■ Goals:
1. Please transcribe the essay on the war after the World Trade Center attack word for word, from "With ears still" to "of war alright.".
2. Pick up the essay on the war after the World Trade Center attack where it stops, and write the next part.

■ Text:
------

Friday, September 13, 2002

A new kind of War? Not with old kinds of thinking: After the attack on the World Trade Center, it took little time to figure out who was behind it. Our corporate leader realized that in a world where you are the largest industrialized nation, there are certain tasks you must cover for yourself. You have to self-insure health coverage and – in some cases – police actions. No one else was going to bust this bin Laden guy – so we had to do it ourselves. Fine.

With ears still ringing from the disaster – and smoke still rising from the pile in NYC – we undertook what W. called a “new kind of war.” But he undertook it with the same old weapons of war we have used for years – planes, tanks, rifles and people. We blew away a lot of al Qaeda, unseated the government of Afghanistan, and won ourselves a long-term bodyguard duty in that country. We didn’t get bin Laden, however – at least, we can’t prove it – and there is some evidence to the contrary.

So what are the next tactics of this “new kind of war?” Well, go after someone else of course – someone we already despise – go after Saddam & Iraq. Ok, so bin Laden attacked us, and Saddam, by God, is going to pay? That’s a new kind of war alright.

Remember the old story about the guy looking for the quarter here on Maple St, although he lost it way over on Pine St. Why? Because the light’s better over here. Well Saddam really screwed up this time – he left the lights on in Baghdad, and W’s gonna come get him.

This is ridiculous. It is certainly a new kind of situation, and most certainly does require new kinds of tactics. Among other things, bin Laden and al Qaeda used the Internet and a lot of disposable cell phones to pass their communications and make their plans. They used some crude but clever networking techniques to build the conspiracy.

“It is ironic, however, that the terrorists themselves have clearly used our networks against us. On the one hand, the notorious bin Laden was trained and extensively funded by the CIA during the Soviet war in Afghanistan, when he and his compatriots were warmly referred to as "freedom fighters." U.S. taxpayers' funds helped to build the terrorist-training camps that the U.S. military's bombs are now destroying. At another level, other terrorists have struck at the heart of the networks that support the modern world. Nothing connects us together like the postal service, through which letters charged with anthrax have stealthily crept. The initial attacks on September 11 employed our own air transportation network against us, and were organized via remote financial dealings and communications over the Internet. This kind of coordinated effort would have been far more difficult a decade ago.” Nexus, by Mark Buchanan, pgs 21-22 (Norton, 2002)

------

■ Extracted data:
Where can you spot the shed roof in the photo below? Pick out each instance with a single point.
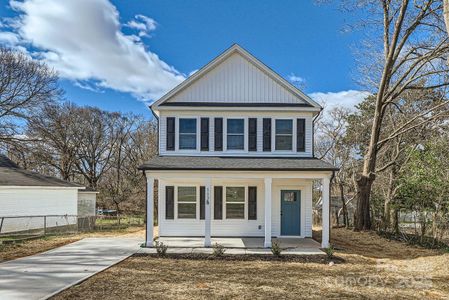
(236, 163)
(12, 175)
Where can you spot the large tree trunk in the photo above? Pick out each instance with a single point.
(363, 218)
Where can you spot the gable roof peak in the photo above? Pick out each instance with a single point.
(225, 55)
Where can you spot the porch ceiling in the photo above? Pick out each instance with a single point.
(236, 163)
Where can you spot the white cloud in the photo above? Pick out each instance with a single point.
(9, 38)
(82, 40)
(143, 24)
(347, 99)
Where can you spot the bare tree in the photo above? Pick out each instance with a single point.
(54, 129)
(25, 85)
(414, 53)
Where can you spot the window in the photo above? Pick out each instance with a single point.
(235, 134)
(284, 134)
(235, 203)
(187, 202)
(187, 133)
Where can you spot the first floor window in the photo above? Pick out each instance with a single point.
(187, 202)
(187, 134)
(235, 202)
(284, 135)
(235, 134)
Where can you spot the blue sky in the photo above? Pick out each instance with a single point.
(120, 55)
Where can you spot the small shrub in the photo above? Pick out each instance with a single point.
(161, 248)
(276, 249)
(218, 250)
(329, 251)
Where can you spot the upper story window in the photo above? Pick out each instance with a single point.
(187, 134)
(284, 135)
(235, 134)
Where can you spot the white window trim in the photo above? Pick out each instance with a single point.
(273, 136)
(197, 136)
(245, 206)
(197, 198)
(245, 135)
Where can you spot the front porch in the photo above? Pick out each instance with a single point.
(240, 245)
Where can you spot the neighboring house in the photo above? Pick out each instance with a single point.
(34, 199)
(235, 155)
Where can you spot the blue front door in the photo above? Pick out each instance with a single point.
(290, 212)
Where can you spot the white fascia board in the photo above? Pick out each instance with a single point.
(199, 174)
(30, 187)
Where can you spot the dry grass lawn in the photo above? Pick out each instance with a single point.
(31, 247)
(373, 268)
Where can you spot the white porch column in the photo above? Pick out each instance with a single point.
(150, 211)
(207, 213)
(325, 213)
(268, 182)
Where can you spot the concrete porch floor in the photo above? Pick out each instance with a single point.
(236, 245)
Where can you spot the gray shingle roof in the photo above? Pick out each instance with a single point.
(236, 163)
(12, 175)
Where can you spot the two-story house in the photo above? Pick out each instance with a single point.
(235, 155)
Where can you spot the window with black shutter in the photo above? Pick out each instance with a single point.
(218, 125)
(252, 134)
(218, 202)
(266, 134)
(170, 143)
(202, 202)
(169, 202)
(252, 203)
(204, 134)
(300, 135)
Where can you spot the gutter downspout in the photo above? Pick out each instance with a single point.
(313, 131)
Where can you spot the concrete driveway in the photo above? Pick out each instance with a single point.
(43, 275)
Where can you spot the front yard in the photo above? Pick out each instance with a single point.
(373, 267)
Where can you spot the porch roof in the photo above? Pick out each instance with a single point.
(237, 163)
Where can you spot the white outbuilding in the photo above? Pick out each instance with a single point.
(30, 201)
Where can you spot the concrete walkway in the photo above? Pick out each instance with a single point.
(43, 275)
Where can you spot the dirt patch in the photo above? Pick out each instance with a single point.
(381, 273)
(31, 247)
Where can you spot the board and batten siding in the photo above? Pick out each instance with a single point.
(195, 227)
(229, 114)
(236, 80)
(37, 201)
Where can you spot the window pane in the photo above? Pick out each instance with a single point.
(284, 127)
(235, 126)
(235, 211)
(187, 141)
(235, 142)
(187, 194)
(186, 210)
(283, 142)
(187, 125)
(235, 194)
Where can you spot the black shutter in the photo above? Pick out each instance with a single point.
(252, 203)
(204, 134)
(218, 202)
(202, 202)
(218, 124)
(170, 134)
(252, 134)
(169, 202)
(300, 135)
(266, 134)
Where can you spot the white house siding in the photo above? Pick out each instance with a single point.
(308, 116)
(186, 227)
(236, 80)
(37, 201)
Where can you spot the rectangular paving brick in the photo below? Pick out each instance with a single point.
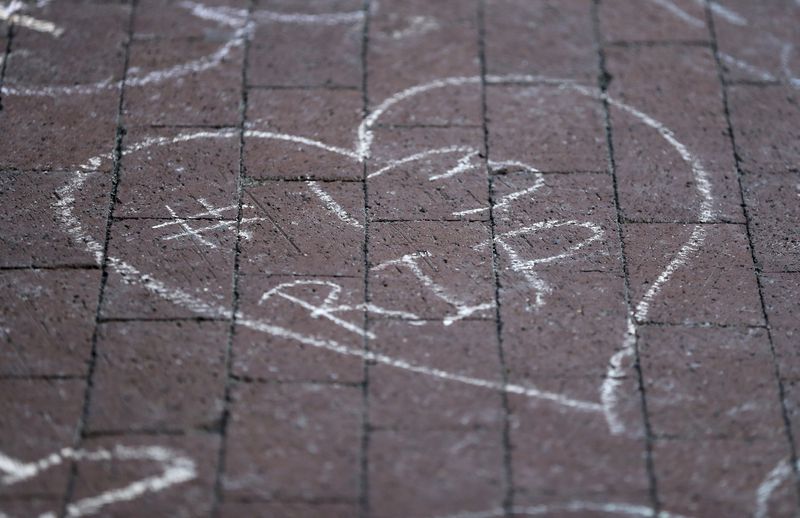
(90, 48)
(57, 133)
(656, 182)
(288, 510)
(271, 307)
(755, 39)
(765, 122)
(782, 300)
(192, 263)
(158, 375)
(431, 269)
(555, 221)
(327, 54)
(329, 117)
(579, 327)
(304, 228)
(415, 43)
(47, 318)
(46, 430)
(427, 173)
(44, 240)
(564, 130)
(710, 383)
(720, 478)
(193, 497)
(774, 219)
(464, 471)
(400, 399)
(650, 21)
(25, 505)
(715, 284)
(167, 19)
(295, 442)
(543, 37)
(204, 96)
(193, 177)
(562, 455)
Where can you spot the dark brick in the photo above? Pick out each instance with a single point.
(710, 383)
(56, 133)
(43, 240)
(716, 284)
(192, 177)
(436, 473)
(201, 269)
(327, 116)
(288, 510)
(187, 499)
(89, 51)
(413, 43)
(262, 355)
(199, 97)
(47, 318)
(158, 375)
(560, 454)
(765, 121)
(720, 478)
(564, 130)
(39, 419)
(407, 191)
(622, 20)
(544, 37)
(327, 54)
(581, 325)
(296, 232)
(774, 219)
(782, 301)
(290, 441)
(752, 41)
(459, 273)
(679, 88)
(168, 19)
(400, 399)
(577, 208)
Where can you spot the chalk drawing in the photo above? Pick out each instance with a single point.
(176, 469)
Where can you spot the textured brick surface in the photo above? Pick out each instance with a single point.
(765, 122)
(43, 240)
(48, 411)
(158, 375)
(294, 442)
(657, 182)
(775, 213)
(416, 258)
(46, 320)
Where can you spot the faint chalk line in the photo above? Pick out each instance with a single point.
(176, 469)
(65, 209)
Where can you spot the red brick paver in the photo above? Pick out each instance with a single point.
(463, 258)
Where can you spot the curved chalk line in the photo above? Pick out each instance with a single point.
(73, 227)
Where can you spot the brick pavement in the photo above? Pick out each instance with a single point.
(468, 258)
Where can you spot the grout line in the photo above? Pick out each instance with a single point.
(115, 177)
(756, 268)
(603, 79)
(656, 43)
(4, 62)
(364, 495)
(51, 267)
(508, 472)
(225, 418)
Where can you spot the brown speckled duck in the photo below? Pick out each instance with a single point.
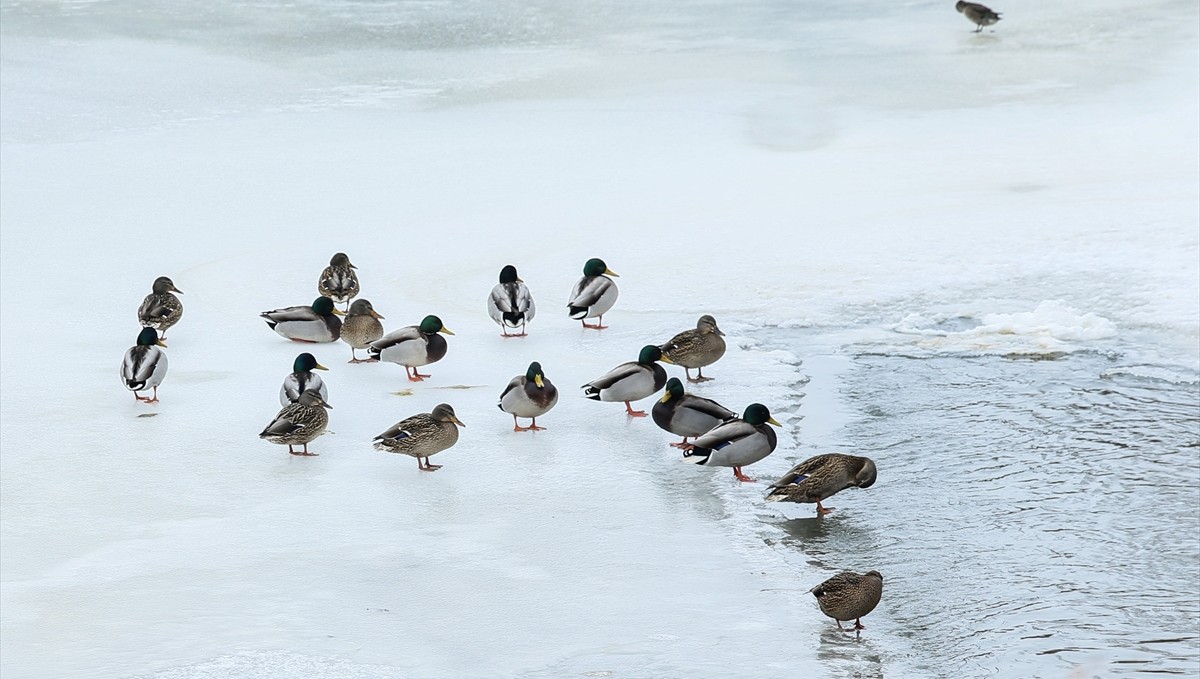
(850, 596)
(696, 348)
(821, 476)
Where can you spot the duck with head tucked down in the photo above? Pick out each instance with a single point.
(510, 305)
(696, 348)
(736, 443)
(630, 382)
(421, 436)
(161, 310)
(821, 476)
(413, 346)
(531, 395)
(593, 294)
(315, 323)
(339, 281)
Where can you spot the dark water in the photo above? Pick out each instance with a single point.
(1032, 517)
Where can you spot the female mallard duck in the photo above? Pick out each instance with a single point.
(423, 436)
(413, 346)
(361, 328)
(630, 382)
(736, 443)
(685, 414)
(821, 476)
(144, 365)
(977, 13)
(528, 396)
(593, 294)
(850, 596)
(299, 422)
(696, 348)
(301, 379)
(161, 308)
(316, 323)
(510, 305)
(339, 281)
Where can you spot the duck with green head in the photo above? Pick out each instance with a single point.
(315, 323)
(531, 395)
(413, 346)
(144, 365)
(630, 382)
(736, 443)
(687, 414)
(301, 379)
(593, 294)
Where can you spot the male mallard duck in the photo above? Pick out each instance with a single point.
(850, 596)
(687, 414)
(161, 308)
(423, 436)
(510, 305)
(299, 422)
(696, 348)
(736, 443)
(301, 379)
(528, 396)
(593, 294)
(413, 346)
(821, 476)
(630, 382)
(977, 13)
(339, 281)
(361, 328)
(144, 365)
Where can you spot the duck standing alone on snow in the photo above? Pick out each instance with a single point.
(144, 365)
(301, 379)
(510, 305)
(531, 395)
(413, 346)
(161, 308)
(593, 294)
(630, 382)
(423, 436)
(977, 13)
(299, 422)
(736, 443)
(339, 281)
(361, 328)
(821, 476)
(687, 414)
(316, 323)
(696, 348)
(850, 596)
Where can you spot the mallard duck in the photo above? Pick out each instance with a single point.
(339, 281)
(531, 395)
(687, 414)
(301, 379)
(821, 476)
(977, 13)
(736, 443)
(696, 348)
(510, 305)
(144, 365)
(423, 436)
(630, 382)
(413, 346)
(316, 323)
(361, 328)
(593, 294)
(299, 422)
(850, 596)
(161, 308)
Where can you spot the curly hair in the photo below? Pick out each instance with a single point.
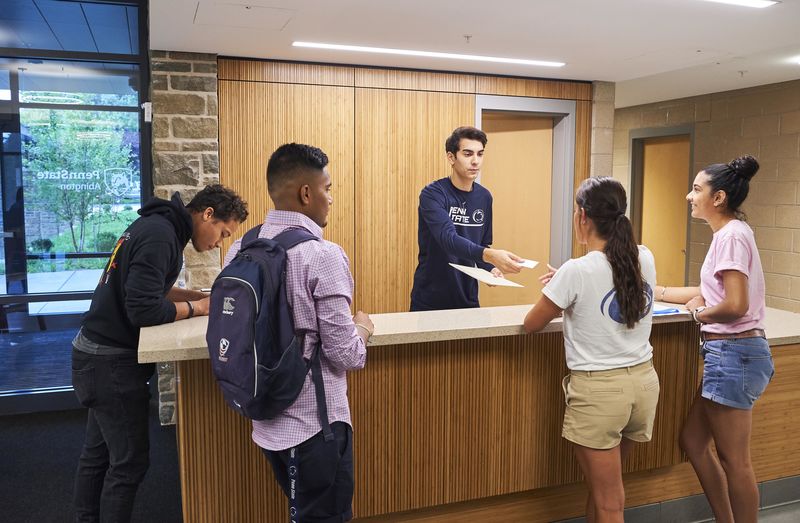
(470, 133)
(226, 203)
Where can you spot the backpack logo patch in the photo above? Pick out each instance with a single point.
(227, 306)
(223, 348)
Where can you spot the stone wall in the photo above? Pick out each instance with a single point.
(602, 128)
(185, 158)
(763, 121)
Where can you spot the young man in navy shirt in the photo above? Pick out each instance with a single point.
(455, 226)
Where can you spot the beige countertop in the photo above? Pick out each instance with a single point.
(185, 339)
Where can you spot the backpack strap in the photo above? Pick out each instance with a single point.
(250, 236)
(319, 392)
(291, 237)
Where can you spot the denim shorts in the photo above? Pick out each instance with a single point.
(736, 371)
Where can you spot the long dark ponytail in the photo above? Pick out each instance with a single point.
(603, 198)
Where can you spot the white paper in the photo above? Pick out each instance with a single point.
(665, 310)
(485, 276)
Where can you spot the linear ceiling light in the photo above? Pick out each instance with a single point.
(428, 54)
(746, 3)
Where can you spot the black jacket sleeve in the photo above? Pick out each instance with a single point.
(145, 296)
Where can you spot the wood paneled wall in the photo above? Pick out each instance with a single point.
(257, 117)
(775, 455)
(384, 132)
(434, 424)
(399, 150)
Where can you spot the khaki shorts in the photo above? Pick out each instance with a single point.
(605, 406)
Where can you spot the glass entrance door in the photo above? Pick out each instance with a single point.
(71, 183)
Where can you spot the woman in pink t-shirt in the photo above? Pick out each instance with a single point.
(729, 306)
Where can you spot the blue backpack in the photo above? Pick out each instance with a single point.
(255, 356)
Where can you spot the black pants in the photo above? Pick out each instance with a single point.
(324, 479)
(115, 454)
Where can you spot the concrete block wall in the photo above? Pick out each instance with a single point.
(763, 121)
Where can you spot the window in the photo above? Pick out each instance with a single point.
(73, 170)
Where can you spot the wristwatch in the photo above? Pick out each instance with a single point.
(695, 313)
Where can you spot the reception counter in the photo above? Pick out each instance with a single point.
(457, 415)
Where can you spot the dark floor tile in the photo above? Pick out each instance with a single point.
(779, 491)
(684, 510)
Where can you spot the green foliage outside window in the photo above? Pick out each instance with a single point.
(78, 166)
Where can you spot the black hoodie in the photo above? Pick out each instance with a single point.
(143, 267)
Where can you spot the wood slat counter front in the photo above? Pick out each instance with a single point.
(458, 415)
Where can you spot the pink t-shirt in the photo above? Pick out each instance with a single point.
(734, 248)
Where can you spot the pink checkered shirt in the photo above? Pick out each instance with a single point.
(320, 289)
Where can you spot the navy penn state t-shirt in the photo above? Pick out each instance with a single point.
(454, 227)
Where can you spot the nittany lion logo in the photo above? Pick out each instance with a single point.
(610, 306)
(223, 348)
(228, 306)
(118, 181)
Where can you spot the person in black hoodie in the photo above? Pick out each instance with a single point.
(136, 290)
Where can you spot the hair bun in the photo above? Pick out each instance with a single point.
(745, 166)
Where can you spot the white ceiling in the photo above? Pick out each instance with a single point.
(653, 49)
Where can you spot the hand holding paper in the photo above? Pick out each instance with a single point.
(506, 261)
(485, 276)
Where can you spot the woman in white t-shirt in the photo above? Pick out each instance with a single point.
(730, 307)
(606, 297)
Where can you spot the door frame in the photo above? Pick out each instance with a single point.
(636, 139)
(563, 113)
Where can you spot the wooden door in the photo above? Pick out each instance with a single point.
(664, 211)
(517, 169)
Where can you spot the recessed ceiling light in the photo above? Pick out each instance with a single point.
(746, 3)
(428, 54)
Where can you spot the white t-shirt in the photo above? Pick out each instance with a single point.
(595, 336)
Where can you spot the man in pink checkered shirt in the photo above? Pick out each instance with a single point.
(320, 289)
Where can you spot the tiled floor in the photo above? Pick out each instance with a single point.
(789, 513)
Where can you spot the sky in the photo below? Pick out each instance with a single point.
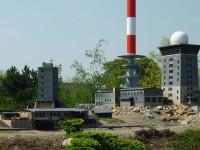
(34, 31)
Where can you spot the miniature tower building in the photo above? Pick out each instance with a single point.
(180, 70)
(47, 86)
(131, 77)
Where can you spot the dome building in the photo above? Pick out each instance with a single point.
(180, 70)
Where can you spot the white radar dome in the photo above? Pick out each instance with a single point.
(178, 38)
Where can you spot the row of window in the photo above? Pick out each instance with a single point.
(153, 100)
(131, 93)
(171, 59)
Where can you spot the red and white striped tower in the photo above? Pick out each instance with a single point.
(131, 27)
(131, 77)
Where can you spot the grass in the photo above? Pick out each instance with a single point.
(112, 121)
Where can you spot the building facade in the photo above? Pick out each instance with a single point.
(47, 86)
(180, 73)
(139, 97)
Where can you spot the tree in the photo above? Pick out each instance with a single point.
(165, 41)
(150, 73)
(89, 80)
(21, 86)
(112, 71)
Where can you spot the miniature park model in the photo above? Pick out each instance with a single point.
(179, 84)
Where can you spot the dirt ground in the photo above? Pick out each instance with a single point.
(51, 140)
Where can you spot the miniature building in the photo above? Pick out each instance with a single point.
(180, 70)
(47, 86)
(48, 118)
(130, 97)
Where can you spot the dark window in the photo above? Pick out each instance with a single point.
(170, 89)
(159, 99)
(147, 99)
(170, 65)
(170, 95)
(153, 99)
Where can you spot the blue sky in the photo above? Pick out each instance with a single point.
(33, 31)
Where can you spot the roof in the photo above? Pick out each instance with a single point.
(55, 110)
(103, 111)
(9, 112)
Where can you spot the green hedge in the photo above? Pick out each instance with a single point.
(187, 140)
(103, 141)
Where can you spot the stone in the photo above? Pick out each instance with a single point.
(136, 110)
(150, 116)
(66, 142)
(184, 122)
(159, 108)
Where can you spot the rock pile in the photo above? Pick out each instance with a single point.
(173, 113)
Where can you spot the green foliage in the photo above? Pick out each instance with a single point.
(108, 141)
(150, 73)
(112, 71)
(187, 140)
(147, 135)
(84, 143)
(21, 87)
(71, 126)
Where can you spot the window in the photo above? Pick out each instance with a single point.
(170, 89)
(170, 65)
(147, 99)
(170, 95)
(159, 99)
(153, 99)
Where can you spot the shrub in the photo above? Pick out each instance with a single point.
(71, 126)
(147, 135)
(109, 141)
(84, 143)
(187, 140)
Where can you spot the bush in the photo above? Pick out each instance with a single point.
(84, 143)
(109, 141)
(71, 126)
(187, 140)
(147, 135)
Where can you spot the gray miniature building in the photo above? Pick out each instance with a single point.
(129, 97)
(180, 70)
(47, 86)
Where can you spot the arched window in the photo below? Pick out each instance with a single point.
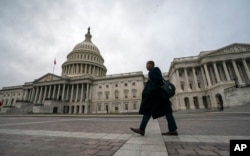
(116, 94)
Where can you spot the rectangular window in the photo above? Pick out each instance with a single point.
(99, 107)
(126, 106)
(134, 105)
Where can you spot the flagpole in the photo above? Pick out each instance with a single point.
(54, 65)
(53, 69)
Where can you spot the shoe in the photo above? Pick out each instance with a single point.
(170, 133)
(138, 131)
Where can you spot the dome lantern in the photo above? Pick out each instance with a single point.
(84, 59)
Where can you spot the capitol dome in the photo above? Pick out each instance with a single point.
(84, 59)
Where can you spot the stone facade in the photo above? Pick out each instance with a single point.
(207, 81)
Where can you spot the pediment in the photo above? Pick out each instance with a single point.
(230, 49)
(48, 77)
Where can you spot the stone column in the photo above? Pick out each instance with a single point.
(246, 68)
(40, 95)
(216, 72)
(203, 77)
(85, 70)
(49, 95)
(54, 91)
(90, 92)
(70, 109)
(77, 87)
(87, 93)
(195, 79)
(67, 93)
(80, 109)
(237, 72)
(32, 95)
(177, 79)
(63, 92)
(72, 91)
(58, 91)
(82, 92)
(186, 80)
(45, 92)
(36, 93)
(226, 71)
(207, 75)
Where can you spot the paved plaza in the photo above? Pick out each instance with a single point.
(200, 133)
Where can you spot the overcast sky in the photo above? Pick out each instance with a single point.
(127, 32)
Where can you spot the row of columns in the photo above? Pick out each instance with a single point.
(212, 73)
(83, 69)
(61, 92)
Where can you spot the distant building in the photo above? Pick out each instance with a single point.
(212, 80)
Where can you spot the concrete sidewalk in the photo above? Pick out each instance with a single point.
(152, 144)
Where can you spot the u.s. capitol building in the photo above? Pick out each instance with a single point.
(213, 80)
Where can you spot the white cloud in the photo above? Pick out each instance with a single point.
(128, 33)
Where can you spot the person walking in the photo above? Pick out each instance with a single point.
(152, 105)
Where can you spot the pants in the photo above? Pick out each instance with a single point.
(169, 116)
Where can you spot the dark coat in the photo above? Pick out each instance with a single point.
(152, 103)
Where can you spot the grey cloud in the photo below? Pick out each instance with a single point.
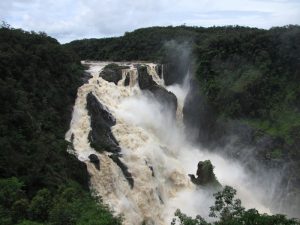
(75, 19)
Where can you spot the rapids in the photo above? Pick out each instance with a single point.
(154, 149)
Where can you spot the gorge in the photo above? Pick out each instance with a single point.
(143, 165)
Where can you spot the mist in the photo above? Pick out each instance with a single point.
(158, 154)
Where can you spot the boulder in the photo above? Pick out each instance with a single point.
(124, 168)
(112, 72)
(145, 80)
(162, 95)
(100, 136)
(158, 69)
(165, 97)
(85, 78)
(205, 175)
(95, 160)
(127, 80)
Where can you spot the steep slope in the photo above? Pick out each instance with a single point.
(40, 183)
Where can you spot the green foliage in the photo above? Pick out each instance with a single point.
(141, 44)
(226, 207)
(229, 211)
(40, 183)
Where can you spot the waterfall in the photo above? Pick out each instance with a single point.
(153, 148)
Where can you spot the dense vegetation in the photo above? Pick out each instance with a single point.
(40, 183)
(247, 76)
(142, 44)
(229, 211)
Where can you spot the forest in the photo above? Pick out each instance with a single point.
(245, 74)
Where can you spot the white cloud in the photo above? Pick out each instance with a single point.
(75, 19)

------

■ Answers provided:
1.
With ears still ringing from the disaster – and smoke still rising from the pile in NYC – we undertook what W. called a “new kind of war.” But he undertook it with the same old weapons of war we have used for years – planes, tanks, rifles and people. We blew away a lot of al Qaeda, unseated the government of Afghanistan, and won ourselves a long-term bodyguard duty in that country. We didn’t get bin Laden, however – at least, we can’t prove it – and there is some evidence to the contrary.

So what are the next tactics of this “new kind of war?” Well, go after someone else of course – someone we already despise – go after Saddam & Iraq. Ok, so bin Laden attacked us, and Saddam, by God, is going to pay? That’s a new kind of war alright.

2.
Turns out, networking is something we are only just now beginning to understand more fully. This goes beyond “network topologies” that have so concerned systems managers these last 20 years or so. This gets to the heart of networking we have found around us since time began: the network that makes up our environment and the organisms that live within it, the network of forces that make up weather, the networks of human relationships, business relationships and more and more.

This issue of networking is a part of an emerging science of complexity. One of the features of these networks is that they exist and function at a wide spectrum of scales – very small to very very large. The human network, for example, works at the planetary level, the continental level, the national level etc. right on down to the family-and-friends level. Many characteristics are the same at each level, sometimes size makes a difference.

But the fact is networks are robust – difficult to disable and destroy. That’s a good thing if you are talking about a beneficial network like the Internet. It’s a bad thing if it’s a network of bad guys – like al Qaeda and their cohorts.

The counteractions to disable if not destroy networks are likely to be very different than the actions we have seen from our current leadership in Afghanistan and what they are so eager to employ in Iraq. Networks of communications methodologies – especially today – are filled with redundancies and other protections that make the mere destruction of equipment in a few localities completely meaningless. Bombers and Rangers and Humvees simply cannot win this kind of war.

A new kind of War? Well, that may be the most significant contribution W and his gang of hawks are capable of making – they accidentally discovered the real problem. But they don’t seem to have any idea how to implement such a counterattack. These are not subtle people – they’re the types who poke fun at “eggheads.” The fact that they don’t have a clue between them does not deter them from action, whether it makes sense or not.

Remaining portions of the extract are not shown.